→ Given information:
---

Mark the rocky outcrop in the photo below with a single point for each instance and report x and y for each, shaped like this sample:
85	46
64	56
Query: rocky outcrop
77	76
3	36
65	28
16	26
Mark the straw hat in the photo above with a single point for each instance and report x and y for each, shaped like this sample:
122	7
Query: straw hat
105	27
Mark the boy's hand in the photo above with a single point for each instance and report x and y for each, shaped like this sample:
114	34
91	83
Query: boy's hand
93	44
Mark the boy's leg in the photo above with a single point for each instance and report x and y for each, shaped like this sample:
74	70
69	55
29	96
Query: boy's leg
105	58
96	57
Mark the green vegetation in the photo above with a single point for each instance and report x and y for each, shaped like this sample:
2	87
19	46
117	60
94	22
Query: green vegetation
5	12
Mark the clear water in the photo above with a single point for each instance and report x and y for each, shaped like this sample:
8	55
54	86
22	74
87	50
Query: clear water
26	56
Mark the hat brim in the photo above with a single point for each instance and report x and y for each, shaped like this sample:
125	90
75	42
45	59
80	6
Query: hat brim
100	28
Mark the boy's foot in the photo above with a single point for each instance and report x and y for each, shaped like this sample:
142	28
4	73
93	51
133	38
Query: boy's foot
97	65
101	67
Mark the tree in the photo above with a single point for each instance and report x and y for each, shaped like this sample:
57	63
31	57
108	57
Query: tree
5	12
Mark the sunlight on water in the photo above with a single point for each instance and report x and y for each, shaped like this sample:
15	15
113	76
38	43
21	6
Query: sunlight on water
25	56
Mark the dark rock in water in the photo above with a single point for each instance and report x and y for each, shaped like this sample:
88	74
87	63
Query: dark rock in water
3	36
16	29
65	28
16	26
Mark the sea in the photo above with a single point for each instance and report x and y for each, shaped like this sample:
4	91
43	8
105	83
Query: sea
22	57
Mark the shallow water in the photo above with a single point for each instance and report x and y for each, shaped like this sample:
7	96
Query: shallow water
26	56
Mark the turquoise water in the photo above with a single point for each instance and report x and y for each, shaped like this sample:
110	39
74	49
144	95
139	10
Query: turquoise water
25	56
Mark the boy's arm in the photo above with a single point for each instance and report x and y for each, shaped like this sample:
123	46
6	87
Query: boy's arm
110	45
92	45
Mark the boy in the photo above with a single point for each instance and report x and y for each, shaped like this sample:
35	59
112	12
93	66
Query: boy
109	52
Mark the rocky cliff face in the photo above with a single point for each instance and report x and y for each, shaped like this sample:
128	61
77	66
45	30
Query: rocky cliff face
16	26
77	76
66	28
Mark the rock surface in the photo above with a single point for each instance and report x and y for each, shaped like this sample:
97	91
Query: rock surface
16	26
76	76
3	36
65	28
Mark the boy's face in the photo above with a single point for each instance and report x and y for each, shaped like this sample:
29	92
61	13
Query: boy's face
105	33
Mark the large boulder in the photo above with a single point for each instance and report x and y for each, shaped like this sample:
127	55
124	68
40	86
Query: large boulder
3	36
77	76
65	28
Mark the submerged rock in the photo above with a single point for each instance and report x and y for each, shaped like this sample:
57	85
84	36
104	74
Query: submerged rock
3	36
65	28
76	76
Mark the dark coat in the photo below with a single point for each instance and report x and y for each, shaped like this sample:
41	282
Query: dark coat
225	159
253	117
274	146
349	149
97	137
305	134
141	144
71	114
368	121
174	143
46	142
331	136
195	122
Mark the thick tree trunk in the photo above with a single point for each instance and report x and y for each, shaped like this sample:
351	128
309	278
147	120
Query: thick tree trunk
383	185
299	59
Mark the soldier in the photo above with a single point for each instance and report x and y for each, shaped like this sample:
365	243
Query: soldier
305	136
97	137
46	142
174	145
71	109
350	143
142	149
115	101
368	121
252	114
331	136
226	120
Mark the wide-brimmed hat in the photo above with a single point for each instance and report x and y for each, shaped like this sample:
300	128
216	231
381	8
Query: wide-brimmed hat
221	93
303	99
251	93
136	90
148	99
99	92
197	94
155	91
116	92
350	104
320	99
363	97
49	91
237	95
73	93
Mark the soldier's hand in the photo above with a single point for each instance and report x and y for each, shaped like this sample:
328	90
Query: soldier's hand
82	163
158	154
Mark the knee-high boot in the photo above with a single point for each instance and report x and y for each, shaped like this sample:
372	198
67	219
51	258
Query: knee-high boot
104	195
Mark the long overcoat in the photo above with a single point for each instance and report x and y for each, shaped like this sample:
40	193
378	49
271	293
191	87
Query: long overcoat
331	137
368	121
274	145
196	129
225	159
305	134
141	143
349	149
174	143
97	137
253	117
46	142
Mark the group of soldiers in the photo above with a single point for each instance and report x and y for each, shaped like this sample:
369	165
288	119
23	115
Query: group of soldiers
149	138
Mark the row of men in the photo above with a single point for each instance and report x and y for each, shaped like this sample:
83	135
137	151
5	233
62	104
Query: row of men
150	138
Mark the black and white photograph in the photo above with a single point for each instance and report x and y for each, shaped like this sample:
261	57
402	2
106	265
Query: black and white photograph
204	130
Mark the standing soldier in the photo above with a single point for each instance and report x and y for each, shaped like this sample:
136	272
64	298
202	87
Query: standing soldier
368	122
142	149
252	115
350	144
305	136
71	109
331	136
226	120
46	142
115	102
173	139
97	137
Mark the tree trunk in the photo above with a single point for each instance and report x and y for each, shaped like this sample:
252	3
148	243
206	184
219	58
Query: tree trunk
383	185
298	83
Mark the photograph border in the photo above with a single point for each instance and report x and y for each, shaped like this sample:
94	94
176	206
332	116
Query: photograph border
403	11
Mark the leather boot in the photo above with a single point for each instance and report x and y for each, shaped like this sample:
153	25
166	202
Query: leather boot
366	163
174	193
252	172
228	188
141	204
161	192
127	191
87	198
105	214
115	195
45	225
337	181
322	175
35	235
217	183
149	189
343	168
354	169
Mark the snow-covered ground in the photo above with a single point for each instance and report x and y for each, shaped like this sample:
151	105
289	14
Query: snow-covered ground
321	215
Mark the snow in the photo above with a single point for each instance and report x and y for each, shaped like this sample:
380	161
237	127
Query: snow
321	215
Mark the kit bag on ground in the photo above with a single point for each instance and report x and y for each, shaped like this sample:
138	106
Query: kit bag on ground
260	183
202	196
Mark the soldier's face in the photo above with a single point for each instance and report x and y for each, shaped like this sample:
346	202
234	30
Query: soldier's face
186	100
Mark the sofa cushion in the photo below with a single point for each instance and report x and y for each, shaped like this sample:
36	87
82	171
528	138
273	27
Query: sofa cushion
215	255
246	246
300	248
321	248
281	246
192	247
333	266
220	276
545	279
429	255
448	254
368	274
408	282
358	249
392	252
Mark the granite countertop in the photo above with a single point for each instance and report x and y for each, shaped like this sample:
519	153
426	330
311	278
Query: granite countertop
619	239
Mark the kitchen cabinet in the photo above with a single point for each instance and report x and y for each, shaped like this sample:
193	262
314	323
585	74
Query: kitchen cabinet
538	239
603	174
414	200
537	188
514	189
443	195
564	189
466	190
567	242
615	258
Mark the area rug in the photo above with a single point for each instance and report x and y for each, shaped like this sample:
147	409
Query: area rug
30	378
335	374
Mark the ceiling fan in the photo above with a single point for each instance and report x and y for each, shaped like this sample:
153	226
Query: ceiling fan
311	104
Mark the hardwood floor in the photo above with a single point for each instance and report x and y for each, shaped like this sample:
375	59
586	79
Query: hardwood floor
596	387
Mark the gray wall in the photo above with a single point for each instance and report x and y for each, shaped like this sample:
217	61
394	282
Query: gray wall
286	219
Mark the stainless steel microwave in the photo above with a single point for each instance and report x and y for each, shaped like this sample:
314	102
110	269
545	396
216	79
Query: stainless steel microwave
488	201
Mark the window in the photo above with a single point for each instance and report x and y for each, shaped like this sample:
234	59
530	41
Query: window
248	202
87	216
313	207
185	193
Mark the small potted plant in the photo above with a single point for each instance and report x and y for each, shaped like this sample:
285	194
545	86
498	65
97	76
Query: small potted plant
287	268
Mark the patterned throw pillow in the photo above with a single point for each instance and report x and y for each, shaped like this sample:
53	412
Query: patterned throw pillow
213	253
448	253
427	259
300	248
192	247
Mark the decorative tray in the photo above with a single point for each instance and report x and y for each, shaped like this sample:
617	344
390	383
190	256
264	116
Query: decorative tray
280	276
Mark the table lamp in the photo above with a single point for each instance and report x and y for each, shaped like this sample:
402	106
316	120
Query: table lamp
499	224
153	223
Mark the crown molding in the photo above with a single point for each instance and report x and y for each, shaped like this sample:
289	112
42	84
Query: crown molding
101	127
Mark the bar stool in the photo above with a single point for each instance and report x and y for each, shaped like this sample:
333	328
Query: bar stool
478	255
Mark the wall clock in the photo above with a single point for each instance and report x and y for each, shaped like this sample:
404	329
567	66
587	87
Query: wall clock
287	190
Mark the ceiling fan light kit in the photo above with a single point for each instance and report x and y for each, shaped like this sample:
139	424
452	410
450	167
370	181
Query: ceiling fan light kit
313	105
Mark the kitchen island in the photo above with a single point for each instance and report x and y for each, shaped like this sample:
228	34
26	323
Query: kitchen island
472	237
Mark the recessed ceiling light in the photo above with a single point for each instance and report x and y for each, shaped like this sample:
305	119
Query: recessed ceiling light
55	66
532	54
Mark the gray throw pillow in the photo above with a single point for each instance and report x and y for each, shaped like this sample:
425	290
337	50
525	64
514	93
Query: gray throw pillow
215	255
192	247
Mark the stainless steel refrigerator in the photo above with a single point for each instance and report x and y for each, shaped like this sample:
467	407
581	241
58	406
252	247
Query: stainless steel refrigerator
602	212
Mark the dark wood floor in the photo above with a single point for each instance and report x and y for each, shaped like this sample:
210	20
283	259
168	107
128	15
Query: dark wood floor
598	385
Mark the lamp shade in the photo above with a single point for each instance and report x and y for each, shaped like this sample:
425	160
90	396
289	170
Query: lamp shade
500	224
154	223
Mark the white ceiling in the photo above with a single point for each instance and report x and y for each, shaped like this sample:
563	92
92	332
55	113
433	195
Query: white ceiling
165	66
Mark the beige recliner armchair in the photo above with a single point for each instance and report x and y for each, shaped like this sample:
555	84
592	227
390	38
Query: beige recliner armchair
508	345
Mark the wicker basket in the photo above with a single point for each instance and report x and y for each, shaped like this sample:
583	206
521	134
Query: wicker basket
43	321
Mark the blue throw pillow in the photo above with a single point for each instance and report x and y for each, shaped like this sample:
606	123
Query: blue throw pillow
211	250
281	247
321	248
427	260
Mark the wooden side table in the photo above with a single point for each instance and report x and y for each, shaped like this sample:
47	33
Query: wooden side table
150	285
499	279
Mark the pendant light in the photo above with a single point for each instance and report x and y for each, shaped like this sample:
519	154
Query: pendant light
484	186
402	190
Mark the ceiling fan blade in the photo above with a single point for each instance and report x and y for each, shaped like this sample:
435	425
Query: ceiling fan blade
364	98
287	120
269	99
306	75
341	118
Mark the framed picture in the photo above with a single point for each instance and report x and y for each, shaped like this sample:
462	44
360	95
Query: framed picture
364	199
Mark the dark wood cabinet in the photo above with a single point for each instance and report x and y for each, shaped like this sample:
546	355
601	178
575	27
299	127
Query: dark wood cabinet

---

→ What to do: Some lines of the records above may hold the word "below". Report how many, and nothing else.

→ Solution: 3